**TASK BRIEF:**
Copy exactly the stretch of lines from the one holding "TARGET: weathered stone facade" through the last line of the data below, inclusive. Leave out pictures.

Photo object pointing records:
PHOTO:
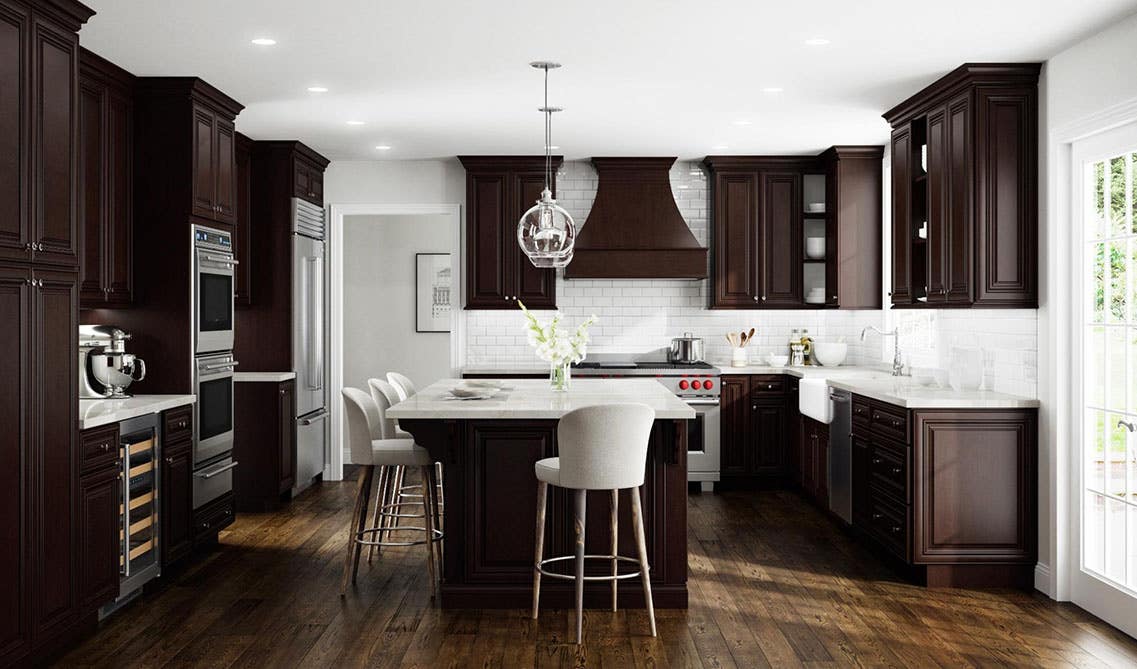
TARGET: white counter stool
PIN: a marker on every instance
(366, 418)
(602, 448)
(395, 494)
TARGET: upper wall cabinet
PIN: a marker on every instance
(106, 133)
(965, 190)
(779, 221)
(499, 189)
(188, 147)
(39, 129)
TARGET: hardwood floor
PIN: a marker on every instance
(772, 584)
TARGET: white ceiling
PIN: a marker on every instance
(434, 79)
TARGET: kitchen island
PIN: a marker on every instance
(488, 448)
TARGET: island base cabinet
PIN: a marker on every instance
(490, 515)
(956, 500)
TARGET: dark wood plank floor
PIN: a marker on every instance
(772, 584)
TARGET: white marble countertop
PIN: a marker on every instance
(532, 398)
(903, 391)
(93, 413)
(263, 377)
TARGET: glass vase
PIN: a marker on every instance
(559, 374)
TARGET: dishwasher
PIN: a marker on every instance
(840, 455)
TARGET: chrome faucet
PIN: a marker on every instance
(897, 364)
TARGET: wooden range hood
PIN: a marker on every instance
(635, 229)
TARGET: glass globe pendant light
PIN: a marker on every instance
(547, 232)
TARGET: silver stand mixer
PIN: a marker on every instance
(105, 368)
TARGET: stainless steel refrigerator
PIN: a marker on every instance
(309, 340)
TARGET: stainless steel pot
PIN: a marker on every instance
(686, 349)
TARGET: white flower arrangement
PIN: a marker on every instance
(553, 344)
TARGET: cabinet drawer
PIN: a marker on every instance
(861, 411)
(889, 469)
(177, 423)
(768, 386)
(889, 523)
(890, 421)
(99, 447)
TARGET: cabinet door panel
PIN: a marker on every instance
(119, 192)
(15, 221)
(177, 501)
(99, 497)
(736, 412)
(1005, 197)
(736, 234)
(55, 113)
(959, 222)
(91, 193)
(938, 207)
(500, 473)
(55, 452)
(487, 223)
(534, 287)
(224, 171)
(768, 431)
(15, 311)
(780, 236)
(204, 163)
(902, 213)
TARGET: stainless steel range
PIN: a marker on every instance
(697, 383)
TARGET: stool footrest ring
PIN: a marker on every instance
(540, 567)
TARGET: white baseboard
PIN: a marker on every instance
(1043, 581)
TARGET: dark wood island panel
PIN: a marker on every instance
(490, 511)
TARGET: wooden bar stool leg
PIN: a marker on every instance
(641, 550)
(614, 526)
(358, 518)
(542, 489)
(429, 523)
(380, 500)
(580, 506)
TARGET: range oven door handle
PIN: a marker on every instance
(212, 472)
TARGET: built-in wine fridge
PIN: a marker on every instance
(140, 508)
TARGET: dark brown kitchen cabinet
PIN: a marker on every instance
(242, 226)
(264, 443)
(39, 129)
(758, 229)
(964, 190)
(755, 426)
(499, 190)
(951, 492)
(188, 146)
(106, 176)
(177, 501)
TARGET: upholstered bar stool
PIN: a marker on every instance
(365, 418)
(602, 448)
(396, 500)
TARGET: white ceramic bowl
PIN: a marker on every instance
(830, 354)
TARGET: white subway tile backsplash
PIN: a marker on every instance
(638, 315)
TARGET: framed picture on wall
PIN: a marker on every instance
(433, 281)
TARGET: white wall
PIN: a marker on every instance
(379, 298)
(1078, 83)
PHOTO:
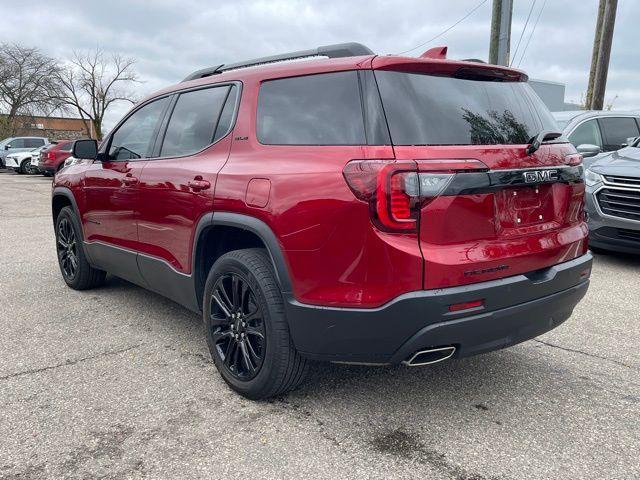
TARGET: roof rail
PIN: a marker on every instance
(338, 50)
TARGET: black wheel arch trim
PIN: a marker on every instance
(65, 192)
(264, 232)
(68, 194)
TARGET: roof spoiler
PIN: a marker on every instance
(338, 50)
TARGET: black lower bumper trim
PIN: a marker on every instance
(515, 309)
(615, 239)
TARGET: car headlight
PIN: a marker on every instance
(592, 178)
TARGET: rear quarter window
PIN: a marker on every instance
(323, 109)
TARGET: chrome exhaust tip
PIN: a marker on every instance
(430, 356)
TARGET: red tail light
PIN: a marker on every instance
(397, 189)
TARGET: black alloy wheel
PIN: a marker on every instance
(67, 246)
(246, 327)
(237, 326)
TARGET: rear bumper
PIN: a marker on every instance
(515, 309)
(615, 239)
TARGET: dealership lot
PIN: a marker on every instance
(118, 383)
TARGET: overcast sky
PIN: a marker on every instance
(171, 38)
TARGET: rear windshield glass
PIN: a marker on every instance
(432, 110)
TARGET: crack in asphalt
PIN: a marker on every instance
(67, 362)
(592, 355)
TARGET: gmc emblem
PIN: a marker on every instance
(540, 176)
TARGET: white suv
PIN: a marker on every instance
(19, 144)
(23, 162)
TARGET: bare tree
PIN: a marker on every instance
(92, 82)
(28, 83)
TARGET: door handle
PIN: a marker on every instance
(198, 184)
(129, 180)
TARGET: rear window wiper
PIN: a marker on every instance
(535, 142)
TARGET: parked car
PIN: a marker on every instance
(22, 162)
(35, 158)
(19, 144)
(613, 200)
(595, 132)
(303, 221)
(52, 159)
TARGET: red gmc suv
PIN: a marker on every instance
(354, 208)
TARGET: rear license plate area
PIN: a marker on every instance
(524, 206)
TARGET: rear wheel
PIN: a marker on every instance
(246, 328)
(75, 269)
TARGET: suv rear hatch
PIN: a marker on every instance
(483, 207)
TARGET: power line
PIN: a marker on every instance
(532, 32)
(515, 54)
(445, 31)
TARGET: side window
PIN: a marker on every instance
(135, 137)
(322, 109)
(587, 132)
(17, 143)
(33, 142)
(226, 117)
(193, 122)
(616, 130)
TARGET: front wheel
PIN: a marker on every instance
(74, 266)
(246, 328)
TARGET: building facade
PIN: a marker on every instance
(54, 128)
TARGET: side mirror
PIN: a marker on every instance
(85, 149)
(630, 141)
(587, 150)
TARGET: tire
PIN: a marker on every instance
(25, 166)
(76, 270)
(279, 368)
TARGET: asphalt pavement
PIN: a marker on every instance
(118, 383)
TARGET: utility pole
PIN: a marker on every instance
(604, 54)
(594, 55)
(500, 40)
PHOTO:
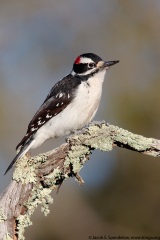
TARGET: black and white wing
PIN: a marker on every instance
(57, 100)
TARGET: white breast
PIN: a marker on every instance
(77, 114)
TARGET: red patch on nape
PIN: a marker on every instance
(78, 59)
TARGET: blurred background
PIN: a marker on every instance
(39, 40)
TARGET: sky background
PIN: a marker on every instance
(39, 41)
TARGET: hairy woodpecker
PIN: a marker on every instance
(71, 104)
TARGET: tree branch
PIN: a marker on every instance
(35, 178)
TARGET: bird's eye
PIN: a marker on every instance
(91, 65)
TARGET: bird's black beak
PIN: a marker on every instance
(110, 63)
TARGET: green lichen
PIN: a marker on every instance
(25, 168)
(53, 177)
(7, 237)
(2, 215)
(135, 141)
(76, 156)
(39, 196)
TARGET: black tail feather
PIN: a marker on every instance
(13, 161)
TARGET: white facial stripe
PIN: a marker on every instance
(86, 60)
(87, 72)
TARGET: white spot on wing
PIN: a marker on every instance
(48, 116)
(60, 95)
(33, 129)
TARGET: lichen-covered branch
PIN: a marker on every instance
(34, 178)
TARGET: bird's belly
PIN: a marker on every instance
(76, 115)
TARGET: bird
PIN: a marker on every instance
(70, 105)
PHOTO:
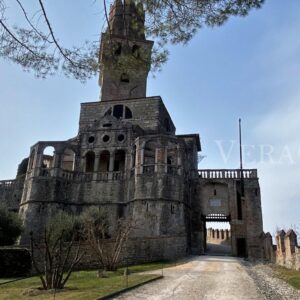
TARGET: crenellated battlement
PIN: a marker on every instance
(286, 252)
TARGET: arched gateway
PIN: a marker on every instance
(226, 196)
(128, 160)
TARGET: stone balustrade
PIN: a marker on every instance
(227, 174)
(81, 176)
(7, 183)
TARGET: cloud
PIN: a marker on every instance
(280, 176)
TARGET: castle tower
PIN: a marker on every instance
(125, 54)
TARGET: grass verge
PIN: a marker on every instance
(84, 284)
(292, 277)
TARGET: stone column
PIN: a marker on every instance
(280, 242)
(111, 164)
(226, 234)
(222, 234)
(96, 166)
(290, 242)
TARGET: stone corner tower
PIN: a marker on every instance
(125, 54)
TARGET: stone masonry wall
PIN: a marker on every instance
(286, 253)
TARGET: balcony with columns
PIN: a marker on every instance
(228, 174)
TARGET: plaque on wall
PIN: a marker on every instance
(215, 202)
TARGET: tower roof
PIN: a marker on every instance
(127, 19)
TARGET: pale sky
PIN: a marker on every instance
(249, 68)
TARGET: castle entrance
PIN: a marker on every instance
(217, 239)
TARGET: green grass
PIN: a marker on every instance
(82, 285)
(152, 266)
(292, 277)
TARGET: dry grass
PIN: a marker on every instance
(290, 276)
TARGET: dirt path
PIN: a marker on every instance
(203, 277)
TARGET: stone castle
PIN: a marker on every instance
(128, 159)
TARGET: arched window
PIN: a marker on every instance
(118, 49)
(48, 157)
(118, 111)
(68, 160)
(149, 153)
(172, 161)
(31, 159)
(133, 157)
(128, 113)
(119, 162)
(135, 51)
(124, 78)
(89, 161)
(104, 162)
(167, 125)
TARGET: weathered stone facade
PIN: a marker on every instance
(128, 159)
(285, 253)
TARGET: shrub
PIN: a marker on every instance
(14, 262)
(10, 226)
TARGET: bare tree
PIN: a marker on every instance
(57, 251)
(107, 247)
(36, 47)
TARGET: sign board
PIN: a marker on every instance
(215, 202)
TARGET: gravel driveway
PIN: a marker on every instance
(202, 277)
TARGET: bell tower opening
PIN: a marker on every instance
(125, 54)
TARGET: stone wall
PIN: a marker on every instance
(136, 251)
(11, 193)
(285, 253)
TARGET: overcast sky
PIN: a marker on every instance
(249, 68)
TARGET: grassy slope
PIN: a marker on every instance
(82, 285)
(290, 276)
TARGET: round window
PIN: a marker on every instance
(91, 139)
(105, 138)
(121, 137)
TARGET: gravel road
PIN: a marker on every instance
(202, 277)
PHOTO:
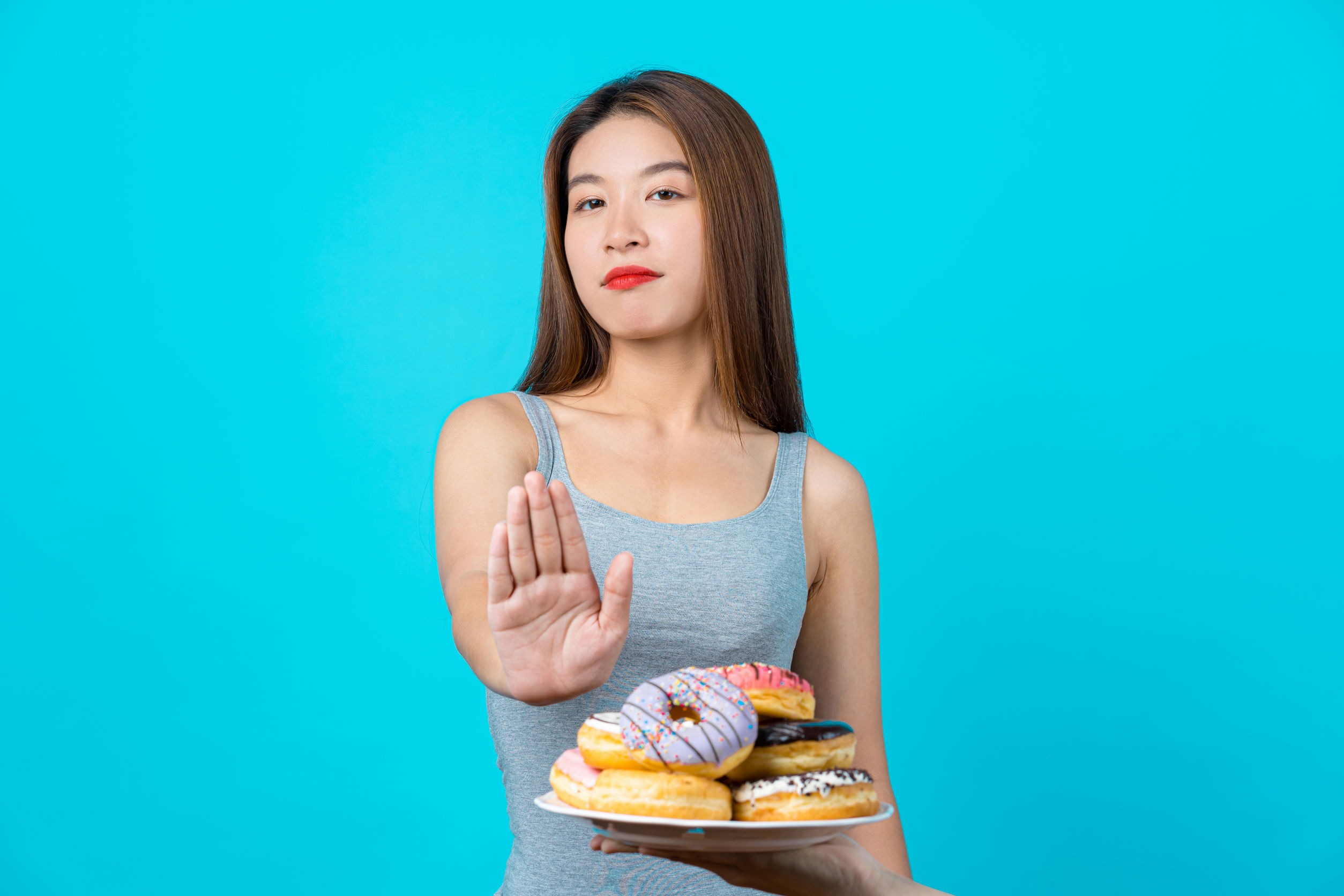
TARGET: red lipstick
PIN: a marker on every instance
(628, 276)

**RESPONSE:**
TARGET: weathered stone facade
PIN: a marker on every instance
(128, 159)
(285, 253)
TARGET: shrub
PIN: a marker on every instance
(14, 262)
(10, 226)
TARGET: bare tree
PIN: a marker on every instance
(57, 251)
(107, 247)
(36, 47)
TARGET: sign board
PIN: a marker on every instance
(215, 202)
TARGET: gravel driveway
PIN: a marker on every instance
(202, 277)
TARGET: bell tower opening
PIN: a marker on every instance
(125, 54)
TARGET: stone wall
PIN: a marker on every instance
(136, 251)
(11, 193)
(285, 253)
TARGET: overcast sky
PIN: a marker on every instance
(249, 68)
TARGET: grassy slope
PIN: a marker on every instance
(82, 285)
(290, 276)
TARGET: round window
PIN: a marker on every instance
(91, 139)
(105, 138)
(121, 137)
TARGET: gravel road
PIN: a marker on every instance
(202, 277)
PHOTO:
TARGET: red lipstick
PIN: a marker on every instance
(628, 276)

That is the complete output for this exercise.